Text section:
= Beginning of Section =
You may not realize it, but the knee is the largest joint in the body. Whether you’re walking or running, it carries quite the load every day. Because of this, it is one of the most common areas for runners to experience pain — especially if you are pushing yourself too far, too fast.

“Injury creeps in when your training load exceeds your body’s ability to adapt,” mentions Nick Rinard, a certified physical therapist and, founder of Nick Rinard Physical Therapy. “Progress your training in small increments and don’t underestimate the power of a rest day to give your tissues a chance to heal and catch up.”

If you are following your training plan to a ‘T’ and are still feel knee pain creep up, here’s what you need to know to understand how it could be negatively affecting your stride and how to prevent it from happening again.

RUNNER’S KNEE IS REAL

There is a reason you’ve heard of runner’s knee: The knee is the predominant site of leg injuries in runners (according to multiple studies). The thing to know about runner’s knee, however, is it is a sort of catchall term for any type of knee pain a runner may be experiencing.

“Runner’s knee could be any one of many diagnoses, so, as a term, it is not really a diagnosis — it is a symptom,” explains Rinard. “It can be a real problem, and it can be a big one if not well understood by the patient or treating healthcare provider, like a physical therapist.”

It should be noted that athletes, from any discipline, can have what is referred to as ‘runner’s knee’ even if they aren’t a runner. David A. Watson, DPT, at Professional Physical Therapy notes that if you are diagnosed with patellofemoral pain syndrome (PFPS), this is actually what the medical community refers to as runner’s knee.

“Specifically, PFPS is when the knee cap does not move perfectly within its groove during closed chain movements like stepping down a stair or moving into a squat position,” he elaborates. “This movement happens in running during the initial contact and loading phase, as the runner absorbs the impact of their bodyweight falling toward the ground on each step.”

KNEE PAIN CAN AFFECT YOUR STRIDE

One of the reasons it is so crucial to get knee pain checked out is because of the impact it can have on your stride. Though, Rinard says the joint itself doesn’t have much to do with your stride, “‘because it is a ‘mid-range’ motion.” So, while the knee doesn’t really play a crucial role in that respect, when it hurts it can do some major rewiring.
= End of Section =
Exercise instructions:
1. List every physical activity or movement that the article on runners' knee pain names.
2. Extend the article on runners' knee pain, picking up right after its last sentence.

Records provided:
= Beginning of Section =
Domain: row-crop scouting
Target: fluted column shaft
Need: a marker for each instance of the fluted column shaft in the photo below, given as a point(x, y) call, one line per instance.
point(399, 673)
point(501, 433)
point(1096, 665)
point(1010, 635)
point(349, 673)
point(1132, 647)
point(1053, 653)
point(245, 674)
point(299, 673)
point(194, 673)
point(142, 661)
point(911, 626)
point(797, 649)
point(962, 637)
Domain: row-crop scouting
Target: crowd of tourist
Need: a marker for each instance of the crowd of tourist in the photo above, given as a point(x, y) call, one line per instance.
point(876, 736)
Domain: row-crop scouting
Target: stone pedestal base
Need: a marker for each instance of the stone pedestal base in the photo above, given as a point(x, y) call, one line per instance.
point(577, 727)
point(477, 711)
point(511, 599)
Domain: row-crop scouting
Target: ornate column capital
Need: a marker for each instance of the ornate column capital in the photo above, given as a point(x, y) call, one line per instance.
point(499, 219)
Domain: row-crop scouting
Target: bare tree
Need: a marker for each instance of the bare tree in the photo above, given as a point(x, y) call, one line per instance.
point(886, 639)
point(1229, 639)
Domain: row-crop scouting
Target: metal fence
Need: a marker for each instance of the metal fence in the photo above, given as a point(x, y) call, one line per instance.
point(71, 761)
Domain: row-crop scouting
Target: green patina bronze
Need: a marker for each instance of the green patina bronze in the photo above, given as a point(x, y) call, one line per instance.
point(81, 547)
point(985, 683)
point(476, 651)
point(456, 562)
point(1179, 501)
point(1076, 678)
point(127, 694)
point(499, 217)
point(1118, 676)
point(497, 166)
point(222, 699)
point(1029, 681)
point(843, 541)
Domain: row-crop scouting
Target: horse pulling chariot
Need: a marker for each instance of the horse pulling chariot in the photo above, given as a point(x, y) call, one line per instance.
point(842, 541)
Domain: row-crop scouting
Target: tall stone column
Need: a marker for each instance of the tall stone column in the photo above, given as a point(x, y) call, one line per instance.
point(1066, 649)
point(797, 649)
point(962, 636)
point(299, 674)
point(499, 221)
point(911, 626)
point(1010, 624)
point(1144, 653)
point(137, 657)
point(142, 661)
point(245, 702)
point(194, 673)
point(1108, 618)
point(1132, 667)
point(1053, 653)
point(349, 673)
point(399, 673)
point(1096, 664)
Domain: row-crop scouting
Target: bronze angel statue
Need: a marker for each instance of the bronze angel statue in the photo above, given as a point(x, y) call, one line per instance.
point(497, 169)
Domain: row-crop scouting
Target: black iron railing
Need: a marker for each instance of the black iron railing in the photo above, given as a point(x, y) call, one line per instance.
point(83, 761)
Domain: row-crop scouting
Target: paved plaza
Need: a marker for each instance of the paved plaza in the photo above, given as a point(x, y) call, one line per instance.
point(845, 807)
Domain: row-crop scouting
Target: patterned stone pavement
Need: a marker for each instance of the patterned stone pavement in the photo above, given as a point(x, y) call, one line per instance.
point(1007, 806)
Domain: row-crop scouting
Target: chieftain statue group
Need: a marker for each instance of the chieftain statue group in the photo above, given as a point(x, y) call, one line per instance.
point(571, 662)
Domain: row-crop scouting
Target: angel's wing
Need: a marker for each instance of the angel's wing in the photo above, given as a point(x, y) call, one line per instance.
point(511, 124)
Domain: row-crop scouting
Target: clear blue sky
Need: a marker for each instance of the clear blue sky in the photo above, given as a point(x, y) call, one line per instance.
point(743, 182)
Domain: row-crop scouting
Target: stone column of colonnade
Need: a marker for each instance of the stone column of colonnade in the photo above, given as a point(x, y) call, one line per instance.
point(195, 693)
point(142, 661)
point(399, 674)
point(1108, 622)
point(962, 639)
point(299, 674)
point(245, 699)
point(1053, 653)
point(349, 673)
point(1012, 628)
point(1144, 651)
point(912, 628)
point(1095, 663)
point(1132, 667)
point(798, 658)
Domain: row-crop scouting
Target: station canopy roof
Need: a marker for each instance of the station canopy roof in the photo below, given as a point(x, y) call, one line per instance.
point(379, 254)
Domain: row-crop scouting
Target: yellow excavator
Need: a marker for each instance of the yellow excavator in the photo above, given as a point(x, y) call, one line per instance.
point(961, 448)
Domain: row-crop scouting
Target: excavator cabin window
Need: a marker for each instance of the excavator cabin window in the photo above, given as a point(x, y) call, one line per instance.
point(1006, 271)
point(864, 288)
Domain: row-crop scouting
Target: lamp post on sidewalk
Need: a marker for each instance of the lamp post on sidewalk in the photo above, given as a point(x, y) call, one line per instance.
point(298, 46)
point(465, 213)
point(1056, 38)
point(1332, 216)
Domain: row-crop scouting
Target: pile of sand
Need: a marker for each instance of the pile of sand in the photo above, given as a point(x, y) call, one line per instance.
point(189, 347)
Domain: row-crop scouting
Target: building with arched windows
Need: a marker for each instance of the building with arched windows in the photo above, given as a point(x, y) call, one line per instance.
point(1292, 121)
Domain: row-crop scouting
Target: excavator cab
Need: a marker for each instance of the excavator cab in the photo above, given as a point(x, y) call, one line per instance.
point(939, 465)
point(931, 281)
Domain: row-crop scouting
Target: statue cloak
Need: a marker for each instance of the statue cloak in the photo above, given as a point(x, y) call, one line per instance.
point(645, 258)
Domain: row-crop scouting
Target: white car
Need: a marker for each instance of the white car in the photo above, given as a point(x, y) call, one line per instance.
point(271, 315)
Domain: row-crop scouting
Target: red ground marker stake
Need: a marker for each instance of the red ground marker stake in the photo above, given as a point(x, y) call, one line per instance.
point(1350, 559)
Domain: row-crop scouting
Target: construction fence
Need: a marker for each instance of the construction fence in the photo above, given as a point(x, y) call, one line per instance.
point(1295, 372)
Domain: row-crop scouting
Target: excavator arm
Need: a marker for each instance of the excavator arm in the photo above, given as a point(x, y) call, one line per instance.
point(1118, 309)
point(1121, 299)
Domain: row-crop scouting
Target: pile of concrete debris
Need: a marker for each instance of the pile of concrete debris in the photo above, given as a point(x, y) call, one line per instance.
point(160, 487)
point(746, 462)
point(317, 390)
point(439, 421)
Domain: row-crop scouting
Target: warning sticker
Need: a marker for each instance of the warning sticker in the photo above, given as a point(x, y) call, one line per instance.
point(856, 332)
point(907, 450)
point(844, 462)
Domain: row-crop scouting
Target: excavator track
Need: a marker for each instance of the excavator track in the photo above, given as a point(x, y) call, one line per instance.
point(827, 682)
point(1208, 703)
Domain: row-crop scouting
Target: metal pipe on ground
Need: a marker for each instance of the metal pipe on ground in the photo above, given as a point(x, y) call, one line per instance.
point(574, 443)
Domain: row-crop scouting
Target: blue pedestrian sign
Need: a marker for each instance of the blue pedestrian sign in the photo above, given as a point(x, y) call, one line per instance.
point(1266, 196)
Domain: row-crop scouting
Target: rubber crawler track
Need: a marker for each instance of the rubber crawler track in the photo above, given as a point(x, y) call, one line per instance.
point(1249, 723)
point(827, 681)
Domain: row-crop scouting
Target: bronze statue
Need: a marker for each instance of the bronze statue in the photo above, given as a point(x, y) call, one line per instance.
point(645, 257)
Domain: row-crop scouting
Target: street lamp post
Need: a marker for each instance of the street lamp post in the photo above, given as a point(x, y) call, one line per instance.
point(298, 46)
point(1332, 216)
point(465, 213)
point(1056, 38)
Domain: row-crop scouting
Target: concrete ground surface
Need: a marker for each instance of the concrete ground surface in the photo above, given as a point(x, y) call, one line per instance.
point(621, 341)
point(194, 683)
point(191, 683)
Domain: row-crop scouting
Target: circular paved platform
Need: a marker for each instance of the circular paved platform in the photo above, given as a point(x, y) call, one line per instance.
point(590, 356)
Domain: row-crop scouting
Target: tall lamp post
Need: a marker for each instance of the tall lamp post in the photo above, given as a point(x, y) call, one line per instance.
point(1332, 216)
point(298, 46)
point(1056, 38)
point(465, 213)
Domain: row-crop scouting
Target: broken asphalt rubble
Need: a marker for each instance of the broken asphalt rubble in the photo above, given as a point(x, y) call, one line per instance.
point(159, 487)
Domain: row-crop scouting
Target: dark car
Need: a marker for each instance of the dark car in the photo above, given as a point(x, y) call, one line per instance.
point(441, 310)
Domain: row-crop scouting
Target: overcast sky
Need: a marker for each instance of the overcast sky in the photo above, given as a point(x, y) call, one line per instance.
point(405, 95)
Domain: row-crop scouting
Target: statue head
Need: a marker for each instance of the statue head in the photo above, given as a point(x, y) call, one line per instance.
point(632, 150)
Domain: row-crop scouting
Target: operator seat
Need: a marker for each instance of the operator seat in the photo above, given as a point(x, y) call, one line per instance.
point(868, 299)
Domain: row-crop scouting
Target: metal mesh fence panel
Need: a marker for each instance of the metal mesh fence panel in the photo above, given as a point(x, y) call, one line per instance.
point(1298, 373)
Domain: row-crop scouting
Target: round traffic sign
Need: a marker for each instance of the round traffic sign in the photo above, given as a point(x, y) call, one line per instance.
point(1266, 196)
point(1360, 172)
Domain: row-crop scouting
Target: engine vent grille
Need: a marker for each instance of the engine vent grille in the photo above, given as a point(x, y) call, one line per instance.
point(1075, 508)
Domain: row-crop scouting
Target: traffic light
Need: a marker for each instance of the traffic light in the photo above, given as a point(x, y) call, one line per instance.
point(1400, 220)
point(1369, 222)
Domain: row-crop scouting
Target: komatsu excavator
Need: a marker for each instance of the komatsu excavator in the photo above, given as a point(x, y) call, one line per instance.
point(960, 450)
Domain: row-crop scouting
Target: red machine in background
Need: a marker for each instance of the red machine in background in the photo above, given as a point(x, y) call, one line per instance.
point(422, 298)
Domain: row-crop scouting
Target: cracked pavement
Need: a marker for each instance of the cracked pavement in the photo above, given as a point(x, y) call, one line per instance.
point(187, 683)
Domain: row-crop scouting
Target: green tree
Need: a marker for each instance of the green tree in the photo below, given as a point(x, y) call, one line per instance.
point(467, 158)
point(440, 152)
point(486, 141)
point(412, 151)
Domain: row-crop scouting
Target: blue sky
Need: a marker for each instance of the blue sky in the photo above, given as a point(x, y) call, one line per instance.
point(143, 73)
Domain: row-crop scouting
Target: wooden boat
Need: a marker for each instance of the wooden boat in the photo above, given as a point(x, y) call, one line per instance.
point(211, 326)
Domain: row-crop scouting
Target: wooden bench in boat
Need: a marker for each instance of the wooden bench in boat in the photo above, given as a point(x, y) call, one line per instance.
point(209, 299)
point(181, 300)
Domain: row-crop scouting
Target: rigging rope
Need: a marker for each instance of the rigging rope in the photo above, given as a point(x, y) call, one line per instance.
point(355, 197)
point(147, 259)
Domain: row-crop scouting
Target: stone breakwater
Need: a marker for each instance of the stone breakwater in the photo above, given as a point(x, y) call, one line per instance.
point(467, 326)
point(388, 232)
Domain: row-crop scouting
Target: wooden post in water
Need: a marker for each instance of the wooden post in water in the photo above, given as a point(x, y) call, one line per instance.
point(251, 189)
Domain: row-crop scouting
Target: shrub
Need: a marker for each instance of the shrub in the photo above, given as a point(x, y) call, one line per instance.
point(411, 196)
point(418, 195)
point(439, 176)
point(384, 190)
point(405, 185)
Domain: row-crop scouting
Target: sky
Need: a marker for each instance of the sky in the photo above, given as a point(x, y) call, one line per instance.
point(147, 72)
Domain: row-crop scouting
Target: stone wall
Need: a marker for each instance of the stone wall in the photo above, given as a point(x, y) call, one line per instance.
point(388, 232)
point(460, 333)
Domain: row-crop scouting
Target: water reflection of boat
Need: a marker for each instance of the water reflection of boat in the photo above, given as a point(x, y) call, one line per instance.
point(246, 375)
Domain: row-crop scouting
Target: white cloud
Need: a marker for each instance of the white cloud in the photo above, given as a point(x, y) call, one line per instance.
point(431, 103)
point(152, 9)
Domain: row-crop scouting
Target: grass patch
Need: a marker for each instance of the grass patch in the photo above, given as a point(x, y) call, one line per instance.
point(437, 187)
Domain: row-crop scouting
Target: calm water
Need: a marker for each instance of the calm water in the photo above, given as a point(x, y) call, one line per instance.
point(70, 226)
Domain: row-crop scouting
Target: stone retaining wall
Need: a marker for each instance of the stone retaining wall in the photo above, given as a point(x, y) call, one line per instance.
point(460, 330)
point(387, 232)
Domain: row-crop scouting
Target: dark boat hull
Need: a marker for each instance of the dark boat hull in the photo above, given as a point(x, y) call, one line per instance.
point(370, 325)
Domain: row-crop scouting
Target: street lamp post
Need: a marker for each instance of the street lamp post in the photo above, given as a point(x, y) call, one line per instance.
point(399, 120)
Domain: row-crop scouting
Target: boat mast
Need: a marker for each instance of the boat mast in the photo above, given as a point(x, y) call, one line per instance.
= End of Section =
Task results:
1.
- walking
- running
- stepping down a stair
- moving into a squat position

2.
“Runners will [often] develop compensations to allow for reduced knee pain during activity,” Watson adds. “These compensations may reduce the knee pain, but may lead to additional injuries in the ankle or hip, such as Achilles tendonitis, plantar fasciitis, gluteal tendinopathies and hip labral injuries.”

Watson does note that the knee itself can be directly impacted by stride when a runner is ‘overstriding’ or lands with their knee fully extended. If that is happening, shorter strides can reduce the force placed on the knee during landing.

WAYS TO PREVENT KNEE PAIN

The good news is, that as with most injuries, those to the knee are completely preventable. A combination of proper warmup, strengthening and, if necessary, treatment, can help ensure you are using proper mechanics. Watson breaks down these three important steps:

  • Always warm up.
    “Runners should make sure they start each run with a dynamic warmup, which may also include foam rolling of any restricted tissues,” he shares. “Getting out of bed or work and going right to the pavement without getting your muscles warm and your heart rate up is a great way to cause injury.”
  • Target the right muscles.
    Strength training for runners should include specific exercises to target the gluteus maximus, gluteus medius, hamstrings, calves and intrinsic muscles of the foot and ankle,” Watson notes.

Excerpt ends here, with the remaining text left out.